◆ Collected data entries
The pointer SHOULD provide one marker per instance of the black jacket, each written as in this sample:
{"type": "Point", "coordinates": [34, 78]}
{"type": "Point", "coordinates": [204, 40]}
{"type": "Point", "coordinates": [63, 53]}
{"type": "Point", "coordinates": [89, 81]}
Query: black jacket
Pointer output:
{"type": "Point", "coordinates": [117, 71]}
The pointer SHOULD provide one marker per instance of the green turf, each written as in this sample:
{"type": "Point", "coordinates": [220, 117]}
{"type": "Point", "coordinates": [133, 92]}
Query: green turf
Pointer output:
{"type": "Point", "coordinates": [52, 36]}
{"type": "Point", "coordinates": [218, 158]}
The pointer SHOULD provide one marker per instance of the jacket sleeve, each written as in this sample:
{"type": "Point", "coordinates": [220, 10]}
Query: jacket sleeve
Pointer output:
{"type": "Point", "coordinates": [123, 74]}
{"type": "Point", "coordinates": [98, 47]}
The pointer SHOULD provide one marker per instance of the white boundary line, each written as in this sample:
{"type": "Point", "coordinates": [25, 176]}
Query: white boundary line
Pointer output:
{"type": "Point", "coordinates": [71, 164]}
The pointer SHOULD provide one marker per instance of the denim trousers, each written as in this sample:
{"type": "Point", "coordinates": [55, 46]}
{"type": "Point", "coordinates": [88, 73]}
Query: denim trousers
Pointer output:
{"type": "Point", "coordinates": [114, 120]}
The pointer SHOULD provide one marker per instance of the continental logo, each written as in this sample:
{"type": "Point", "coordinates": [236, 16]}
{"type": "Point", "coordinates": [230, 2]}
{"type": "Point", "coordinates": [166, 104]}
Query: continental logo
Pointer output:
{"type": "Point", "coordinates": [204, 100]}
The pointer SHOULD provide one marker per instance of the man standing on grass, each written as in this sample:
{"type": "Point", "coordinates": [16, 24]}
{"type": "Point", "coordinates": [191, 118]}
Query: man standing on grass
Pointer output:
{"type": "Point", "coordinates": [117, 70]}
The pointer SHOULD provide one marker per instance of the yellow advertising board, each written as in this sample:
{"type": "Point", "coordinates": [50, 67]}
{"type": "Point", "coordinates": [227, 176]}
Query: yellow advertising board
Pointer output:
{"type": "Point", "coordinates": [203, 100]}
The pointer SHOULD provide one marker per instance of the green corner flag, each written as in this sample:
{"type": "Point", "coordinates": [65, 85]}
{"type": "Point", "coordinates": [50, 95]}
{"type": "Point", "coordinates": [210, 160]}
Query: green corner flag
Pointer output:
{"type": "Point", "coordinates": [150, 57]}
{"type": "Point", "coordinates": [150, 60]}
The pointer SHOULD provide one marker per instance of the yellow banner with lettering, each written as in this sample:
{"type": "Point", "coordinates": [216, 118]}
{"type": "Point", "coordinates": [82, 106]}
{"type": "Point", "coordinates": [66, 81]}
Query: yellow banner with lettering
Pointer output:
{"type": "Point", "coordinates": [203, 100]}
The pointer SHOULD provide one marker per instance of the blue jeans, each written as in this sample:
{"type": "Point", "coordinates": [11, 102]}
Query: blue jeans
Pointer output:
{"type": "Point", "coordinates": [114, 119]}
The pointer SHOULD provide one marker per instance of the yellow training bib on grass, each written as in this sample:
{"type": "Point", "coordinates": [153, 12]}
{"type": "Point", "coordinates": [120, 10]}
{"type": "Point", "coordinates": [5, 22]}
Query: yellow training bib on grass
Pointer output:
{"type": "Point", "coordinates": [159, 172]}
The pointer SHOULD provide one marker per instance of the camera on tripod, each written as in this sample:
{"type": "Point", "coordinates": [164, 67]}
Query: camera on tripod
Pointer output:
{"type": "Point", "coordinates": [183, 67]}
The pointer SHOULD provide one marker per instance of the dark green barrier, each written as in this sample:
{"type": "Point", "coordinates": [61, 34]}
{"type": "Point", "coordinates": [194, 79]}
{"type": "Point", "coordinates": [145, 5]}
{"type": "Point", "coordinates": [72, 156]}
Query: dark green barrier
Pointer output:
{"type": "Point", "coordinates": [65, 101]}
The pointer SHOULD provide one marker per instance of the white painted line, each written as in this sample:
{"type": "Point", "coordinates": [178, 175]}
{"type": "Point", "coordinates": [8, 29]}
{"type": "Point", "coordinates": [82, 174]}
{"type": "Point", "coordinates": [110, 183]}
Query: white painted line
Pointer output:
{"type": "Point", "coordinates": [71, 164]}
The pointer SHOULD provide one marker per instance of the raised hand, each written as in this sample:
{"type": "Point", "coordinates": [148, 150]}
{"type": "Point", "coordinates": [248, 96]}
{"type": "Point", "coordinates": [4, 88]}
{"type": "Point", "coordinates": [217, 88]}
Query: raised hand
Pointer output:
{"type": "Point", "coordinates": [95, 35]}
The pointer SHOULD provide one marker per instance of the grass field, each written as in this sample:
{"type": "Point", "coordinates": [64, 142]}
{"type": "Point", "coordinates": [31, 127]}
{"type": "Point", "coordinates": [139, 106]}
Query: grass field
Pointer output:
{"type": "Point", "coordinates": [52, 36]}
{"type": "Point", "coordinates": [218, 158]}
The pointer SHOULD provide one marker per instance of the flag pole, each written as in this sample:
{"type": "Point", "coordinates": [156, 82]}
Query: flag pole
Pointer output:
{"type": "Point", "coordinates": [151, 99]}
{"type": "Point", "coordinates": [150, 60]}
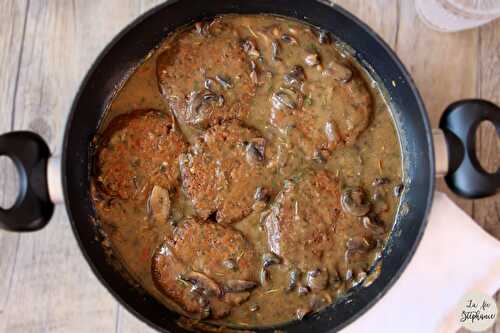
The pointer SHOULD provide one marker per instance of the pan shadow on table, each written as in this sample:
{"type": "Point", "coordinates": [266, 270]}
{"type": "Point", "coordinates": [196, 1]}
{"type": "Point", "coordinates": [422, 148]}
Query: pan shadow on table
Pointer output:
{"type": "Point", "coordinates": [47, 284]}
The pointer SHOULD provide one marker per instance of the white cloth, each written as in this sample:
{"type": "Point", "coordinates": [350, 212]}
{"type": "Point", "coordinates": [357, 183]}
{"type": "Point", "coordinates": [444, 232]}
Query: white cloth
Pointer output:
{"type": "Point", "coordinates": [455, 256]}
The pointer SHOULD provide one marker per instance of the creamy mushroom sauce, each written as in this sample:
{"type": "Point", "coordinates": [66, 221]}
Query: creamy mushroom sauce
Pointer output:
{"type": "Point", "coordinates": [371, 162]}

◆ GOAL OF THE EXERCISE
Render the lines of the records as a numbered list without blank lines, starting at the line that contains "The pointer SHOULD provide one marker per instance of the creamy" and ending at the last line of the records.

◆ THE SOLUTION
1. The pointer SHOULD provide one marker per instance of the creamy mushroom sauce, each written as in this sample:
2. {"type": "Point", "coordinates": [66, 221]}
3. Query: creamy mushroom sauce
4. Pointer output:
5. {"type": "Point", "coordinates": [371, 162]}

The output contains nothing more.